-------- Texto extraído

Después de toda una vida, cuatro
personas. Cuatro que resaltan entre todas. Otros individuos, sin duda, se
hubieran convertido en grandes amistades de no haber mediado grandes distancias,
un océano entero. Algunos de estos individuos me considerarán altivo por no
haber secundado sus invitaciones. Pero para mí la amistad es ir a su casa,
pasear, comer juntos, salir de excursión al campo, visitar otra ciudad o un
museo.
Me da muchísima tristeza pensar en
las amistades que se han mustiado, pero a estas alturas de la vida ya acepto lo
efímero de las cosas. Incluso las mejores personas no llenan nuestras expectativas.
Así ha sido siempre en la historia y seguirá siéndolo. Las excepciones no deben
hacernos olvidar que esta es la ley de la vida. La mejor amistad, la que más
hace felices a dos personas o a un grupito de cuatro o cinco, tiene vida solo
por unos años. Después se irá desvaneciendo, se irá enfriando. Quedará el recuerdo
de los buenos momentos, de las risas, de los días dichosos en el campo.

----------------
-------- Listado proporcionado

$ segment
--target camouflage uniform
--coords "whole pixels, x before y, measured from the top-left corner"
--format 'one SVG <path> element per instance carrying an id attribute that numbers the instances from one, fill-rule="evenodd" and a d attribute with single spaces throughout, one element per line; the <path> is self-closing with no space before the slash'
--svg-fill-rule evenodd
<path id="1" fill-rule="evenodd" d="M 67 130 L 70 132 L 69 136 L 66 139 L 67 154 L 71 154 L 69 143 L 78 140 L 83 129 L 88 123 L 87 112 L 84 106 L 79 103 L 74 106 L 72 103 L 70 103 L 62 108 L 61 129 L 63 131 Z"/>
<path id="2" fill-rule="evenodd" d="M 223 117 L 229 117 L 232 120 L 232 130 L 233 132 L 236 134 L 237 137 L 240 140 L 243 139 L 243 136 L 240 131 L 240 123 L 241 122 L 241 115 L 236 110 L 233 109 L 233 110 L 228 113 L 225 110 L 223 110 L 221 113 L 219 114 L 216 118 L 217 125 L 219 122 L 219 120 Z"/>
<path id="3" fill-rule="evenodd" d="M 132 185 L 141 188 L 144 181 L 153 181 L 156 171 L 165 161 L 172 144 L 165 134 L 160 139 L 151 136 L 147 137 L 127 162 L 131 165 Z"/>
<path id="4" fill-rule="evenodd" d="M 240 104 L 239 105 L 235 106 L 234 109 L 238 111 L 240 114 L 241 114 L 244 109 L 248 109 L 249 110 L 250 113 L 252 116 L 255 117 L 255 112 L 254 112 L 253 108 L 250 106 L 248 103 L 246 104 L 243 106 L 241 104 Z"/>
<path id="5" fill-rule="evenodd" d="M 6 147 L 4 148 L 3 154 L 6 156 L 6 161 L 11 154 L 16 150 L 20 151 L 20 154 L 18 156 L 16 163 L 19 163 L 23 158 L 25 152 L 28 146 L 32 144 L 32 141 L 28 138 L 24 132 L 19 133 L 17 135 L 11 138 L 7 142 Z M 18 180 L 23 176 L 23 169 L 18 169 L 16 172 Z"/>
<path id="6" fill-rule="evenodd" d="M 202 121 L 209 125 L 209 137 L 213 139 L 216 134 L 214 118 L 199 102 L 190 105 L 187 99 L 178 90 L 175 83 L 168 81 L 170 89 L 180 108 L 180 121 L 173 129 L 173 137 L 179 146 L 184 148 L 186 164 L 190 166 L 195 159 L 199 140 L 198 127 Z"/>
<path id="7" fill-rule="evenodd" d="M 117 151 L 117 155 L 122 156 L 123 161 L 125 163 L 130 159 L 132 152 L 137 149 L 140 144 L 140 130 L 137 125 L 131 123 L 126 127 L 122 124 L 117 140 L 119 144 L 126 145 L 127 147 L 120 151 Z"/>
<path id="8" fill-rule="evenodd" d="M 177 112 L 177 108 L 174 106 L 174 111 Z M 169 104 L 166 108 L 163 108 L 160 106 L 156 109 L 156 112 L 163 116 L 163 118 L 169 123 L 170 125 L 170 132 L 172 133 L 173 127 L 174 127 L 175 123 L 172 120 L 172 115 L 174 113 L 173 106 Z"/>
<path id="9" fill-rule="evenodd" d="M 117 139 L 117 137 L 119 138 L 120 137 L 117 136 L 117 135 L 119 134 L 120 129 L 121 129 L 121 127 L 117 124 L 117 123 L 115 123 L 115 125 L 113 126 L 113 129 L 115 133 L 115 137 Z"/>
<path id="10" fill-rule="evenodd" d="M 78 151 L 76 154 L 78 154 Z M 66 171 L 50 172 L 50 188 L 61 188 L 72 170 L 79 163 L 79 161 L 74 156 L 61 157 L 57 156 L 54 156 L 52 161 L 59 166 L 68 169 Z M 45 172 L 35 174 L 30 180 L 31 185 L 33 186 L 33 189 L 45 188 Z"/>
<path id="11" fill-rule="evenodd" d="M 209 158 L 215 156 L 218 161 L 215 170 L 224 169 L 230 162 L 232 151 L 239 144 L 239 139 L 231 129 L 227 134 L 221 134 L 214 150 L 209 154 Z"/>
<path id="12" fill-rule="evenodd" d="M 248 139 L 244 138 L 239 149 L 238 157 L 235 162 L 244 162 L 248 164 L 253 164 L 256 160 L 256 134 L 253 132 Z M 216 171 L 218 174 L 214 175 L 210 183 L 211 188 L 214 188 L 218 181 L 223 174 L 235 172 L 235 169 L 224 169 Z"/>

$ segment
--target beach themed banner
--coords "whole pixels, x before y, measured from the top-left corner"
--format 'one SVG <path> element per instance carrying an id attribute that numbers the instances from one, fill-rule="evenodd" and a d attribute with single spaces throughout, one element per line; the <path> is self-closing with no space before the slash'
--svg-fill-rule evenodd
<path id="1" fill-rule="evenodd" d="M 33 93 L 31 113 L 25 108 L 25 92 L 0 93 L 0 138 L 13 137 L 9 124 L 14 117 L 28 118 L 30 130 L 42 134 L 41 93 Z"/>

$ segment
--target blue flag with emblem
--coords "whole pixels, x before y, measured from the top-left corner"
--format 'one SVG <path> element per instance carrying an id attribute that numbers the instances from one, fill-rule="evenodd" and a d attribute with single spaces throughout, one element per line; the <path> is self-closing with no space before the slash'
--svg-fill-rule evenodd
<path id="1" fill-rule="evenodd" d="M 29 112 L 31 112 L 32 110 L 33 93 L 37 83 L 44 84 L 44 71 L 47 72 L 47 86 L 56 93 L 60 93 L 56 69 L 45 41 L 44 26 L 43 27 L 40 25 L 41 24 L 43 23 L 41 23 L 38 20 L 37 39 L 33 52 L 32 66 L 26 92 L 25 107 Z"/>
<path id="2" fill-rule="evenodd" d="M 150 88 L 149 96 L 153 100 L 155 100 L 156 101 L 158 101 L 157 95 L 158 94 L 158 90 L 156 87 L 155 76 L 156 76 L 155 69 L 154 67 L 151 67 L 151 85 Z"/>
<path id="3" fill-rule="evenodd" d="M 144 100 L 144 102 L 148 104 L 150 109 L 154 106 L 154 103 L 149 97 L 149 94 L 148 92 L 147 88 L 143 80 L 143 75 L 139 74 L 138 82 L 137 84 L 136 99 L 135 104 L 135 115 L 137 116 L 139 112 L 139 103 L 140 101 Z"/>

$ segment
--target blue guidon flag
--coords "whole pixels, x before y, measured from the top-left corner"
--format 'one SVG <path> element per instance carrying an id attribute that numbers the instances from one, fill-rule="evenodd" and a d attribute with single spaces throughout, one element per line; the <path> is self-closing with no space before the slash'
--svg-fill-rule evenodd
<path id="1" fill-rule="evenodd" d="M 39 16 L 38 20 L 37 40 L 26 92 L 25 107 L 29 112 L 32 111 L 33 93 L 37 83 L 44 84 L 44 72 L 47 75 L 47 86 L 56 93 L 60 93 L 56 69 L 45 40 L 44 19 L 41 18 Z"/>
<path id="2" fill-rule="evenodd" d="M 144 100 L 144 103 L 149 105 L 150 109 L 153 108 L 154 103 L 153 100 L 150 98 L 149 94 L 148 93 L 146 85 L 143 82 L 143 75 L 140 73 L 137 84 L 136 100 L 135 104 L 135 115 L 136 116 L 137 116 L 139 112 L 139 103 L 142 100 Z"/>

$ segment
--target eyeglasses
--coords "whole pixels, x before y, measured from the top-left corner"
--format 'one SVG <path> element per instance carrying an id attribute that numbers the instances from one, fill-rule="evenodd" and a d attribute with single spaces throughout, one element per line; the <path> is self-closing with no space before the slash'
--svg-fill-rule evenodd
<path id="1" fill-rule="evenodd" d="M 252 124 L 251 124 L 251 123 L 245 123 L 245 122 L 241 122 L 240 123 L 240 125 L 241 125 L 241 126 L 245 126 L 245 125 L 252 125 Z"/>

----------------

● **Tareas asignadas**:
#1 Imprime sin cambios el fragmento del texto sobre la amistad que empieza con las palabras "Me da muchísima" y termina con "llenan nuestras expectativas.".
#2 Reproduce sin cambios el listado desde su primera línea hasta la línea que contiene "67 130 L 70", ambas incluidas. No añadas ninguna otra línea.

● **Resultados**:
#1
Me da muchísima tristeza pensar en
las amistades que se han mustiado, pero a estas alturas de la vida ya acepto lo
efímero de las cosas. Incluso las mejores personas no llenan nuestras expectativas.

#2
$ segment
--target camouflage uniform
--coords "whole pixels, x before y, measured from the top-left corner"
--format 'one SVG <path> element per instance carrying an id attribute that numbers the instances from one, fill-rule="evenodd" and a d attribute with single spaces throughout, one element per line; the <path> is self-closing with no space before the slash'
--svg-fill-rule evenodd
<path id="1" fill-rule="evenodd" d="M 67 130 L 70 132 L 69 136 L 66 139 L 67 154 L 71 154 L 69 143 L 78 140 L 83 129 L 88 123 L 87 112 L 84 106 L 79 103 L 74 106 L 72 103 L 70 103 L 62 108 L 61 129 L 63 131 Z"/>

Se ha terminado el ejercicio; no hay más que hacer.